→ **SOURCE PASSAGE**:
+ + +

Therefore, we can trust each other, ourselves and life itself. We have no guarantee or promises for eternal life, not at all. The enigma of death is still there, ineradicable. But we a reason to have confidence in ourselves. The basic fact that we are still here, despite snakes, stupidity and nuclear weapons, gives us reason to have confidence in ourselves and each other, to trust others and to trust life. To have faith. Because we are here, we have reason for having faith in having faith.

I think it's a responsibility of a mature person to understand the psychological value of wish fulfillment fantasies, recognize their central place in our theories about the world, and then be able to put them aside when it's necessary. But there's no denying that counterfactual religious beliefs can be a powerful advantage in this world; ask George W Bush. Randolph Nesse, from WIBBCP:

I can't prove it, but I am pretty sure that people gain a selective advantage from believing in things they can't prove...People who are sometimes consumed by false beliefs do better than those who insist on evidence before they believe and act. People who are sometimes swept away by emotions do better in life than those who calculate every move. These advantages have, I believe, shaped mental capacities for intense emotion and passionate beliefs because they give a selective advantage in certain situations...[F]undamentalism remains a severe threat to enlightened civilization. I am arguing, however, that if we want to understand these tendencies we need to quit dismissing them as defects and start considering how they came to exist.

The angry person who might seek spiteful revenge is a force to be reckoned with, while a sensible opponent can be easily dealt with. The passionate lover sweeps away a superior but all too practical offer of marriage.

It is harder to explain the disadvantages suffered by people who lack a capacity for faith, but consider the outcomes for those who wait for proof before acting, compared to the those who act on confident conviction. The great things in life are done by people who go ahead when it seems senseless to others. Usually they fail, but sometimes they succeed.

Like nearly every other trait, tendencies for passionate emotions and irrational convictions are most advantageous in some middle range. The optimum for modern life seems to me to be quite a ways towards the rational side of the median, but there are advantages and disadvantages at every point along the spectrum. Making human life better requires that we understand these capacities, and to do that we must seek their origins and functions.

+ + +

→ **WHAT TO WORK ON**:
1. Reproduce the passage on faith word for word, between "The angry person" and "sometimes they succeed.", inclusive.
2. According to the passage on faith, what things are we still here despite?
3. Based on the passage on faith, answer yes or no to each statement and quote the words that decide it. (a) We have guarantees of eternal life. (b) The great things in life are done by people who go ahead when it seems senseless to others. (c) The optimum for modern life lies toward the irrational side of the median.
The items after the passage on faith are separate material and have no connection to it.

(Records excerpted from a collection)
+ + +

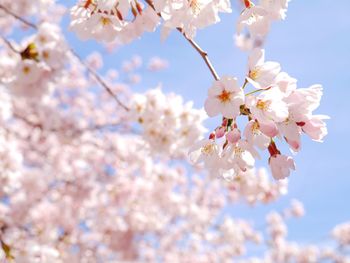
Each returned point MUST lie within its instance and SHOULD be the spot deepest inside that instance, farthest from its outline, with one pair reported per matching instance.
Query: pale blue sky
(312, 44)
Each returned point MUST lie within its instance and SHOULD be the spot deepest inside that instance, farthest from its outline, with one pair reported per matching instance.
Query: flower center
(255, 128)
(225, 96)
(208, 149)
(254, 73)
(194, 4)
(26, 70)
(105, 21)
(262, 105)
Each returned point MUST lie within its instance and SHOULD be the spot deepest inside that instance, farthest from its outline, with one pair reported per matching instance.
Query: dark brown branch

+ + +

→ **ANSWERS FOR EACH ITEM**:
1.
The angry person who might seek spiteful revenge is a force to be reckoned with, while a sensible opponent can be easily dealt with. The passionate lover sweeps away a superior but all too practical offer of marriage.

It is harder to explain the disadvantages suffered by people who lack a capacity for faith, but consider the outcomes for those who wait for proof before acting, compared to the those who act on confident conviction. The great things in life are done by people who go ahead when it seems senseless to others. Usually they fail, but sometimes they succeed.

2. snakes, stupidity, nuclear weapons

3.
(a) No: "We have no guarantee or promises for eternal life, not at all."
(b) Yes: "The great things in life are done by people who go ahead when it seems senseless to others."
(c) No: "The optimum for modern life seems to me to be quite a ways towards the rational side of the median"